[begin Material shown]

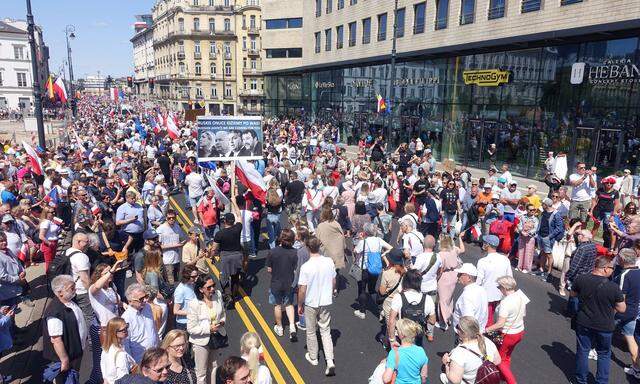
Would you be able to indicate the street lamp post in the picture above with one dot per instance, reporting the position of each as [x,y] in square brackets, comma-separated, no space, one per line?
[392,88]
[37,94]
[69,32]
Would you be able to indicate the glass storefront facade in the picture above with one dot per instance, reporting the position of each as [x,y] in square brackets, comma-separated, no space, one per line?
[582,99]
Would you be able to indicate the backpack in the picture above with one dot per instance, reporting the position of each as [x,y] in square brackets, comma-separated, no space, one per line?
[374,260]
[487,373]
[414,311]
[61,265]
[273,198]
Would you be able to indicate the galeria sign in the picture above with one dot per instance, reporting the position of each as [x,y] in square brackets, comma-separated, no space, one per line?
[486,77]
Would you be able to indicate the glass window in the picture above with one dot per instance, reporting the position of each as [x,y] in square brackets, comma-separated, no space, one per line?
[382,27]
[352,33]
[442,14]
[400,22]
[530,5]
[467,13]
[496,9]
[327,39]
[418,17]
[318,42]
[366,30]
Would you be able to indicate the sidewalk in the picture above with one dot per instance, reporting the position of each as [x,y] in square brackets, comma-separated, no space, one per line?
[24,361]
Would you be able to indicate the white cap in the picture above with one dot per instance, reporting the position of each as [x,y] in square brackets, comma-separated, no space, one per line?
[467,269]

[end Material shown]

Repeat the material above in full and exactly, omitting the pictures.

■ The response ■
Would you be able to indicate the street lamp post in the picture above with one dot per instance, reporting the position of each as [x,y] in square brackets, comma-separated, no space, one per line?
[392,88]
[37,94]
[69,32]
Would you be able to indicate the glass storefront facade in the picture above with one dot per instance, reporting the position of each as [x,y] in square brackets, comma-separated, no space, one per line?
[582,99]
Would you be able to indicate the backpack in the picture above with one dot per instance, reporting the position of each as [x,y] in square brackets, comma-separated, no space, one per line?
[374,260]
[487,373]
[414,311]
[61,265]
[273,198]
Would you be able to indicate the galeria sign in the picture above with one dot per instance, reporting the position of each as [x,y] in square brackets, comma-separated, no space, one per line?
[486,77]
Would you be able to indicate the glass window in the picture above with one dot per instance, reporting the position of each as [x,y] in square brackets, comma-separated, no space, one per line?
[382,27]
[352,33]
[442,14]
[400,22]
[530,5]
[467,13]
[496,9]
[327,39]
[418,17]
[318,42]
[366,30]
Would you be able to indicate the sidewalk in the picture above with one dot per instance, reporting the position of each as [x,y] in square brackets, comma-separated, no space, one per line?
[24,361]
Would you be able to indicate the white cap in the picture above with one dot per instance, reporting the position of each as [x,y] in square brackets, comma-separated, no space, one per line?
[467,269]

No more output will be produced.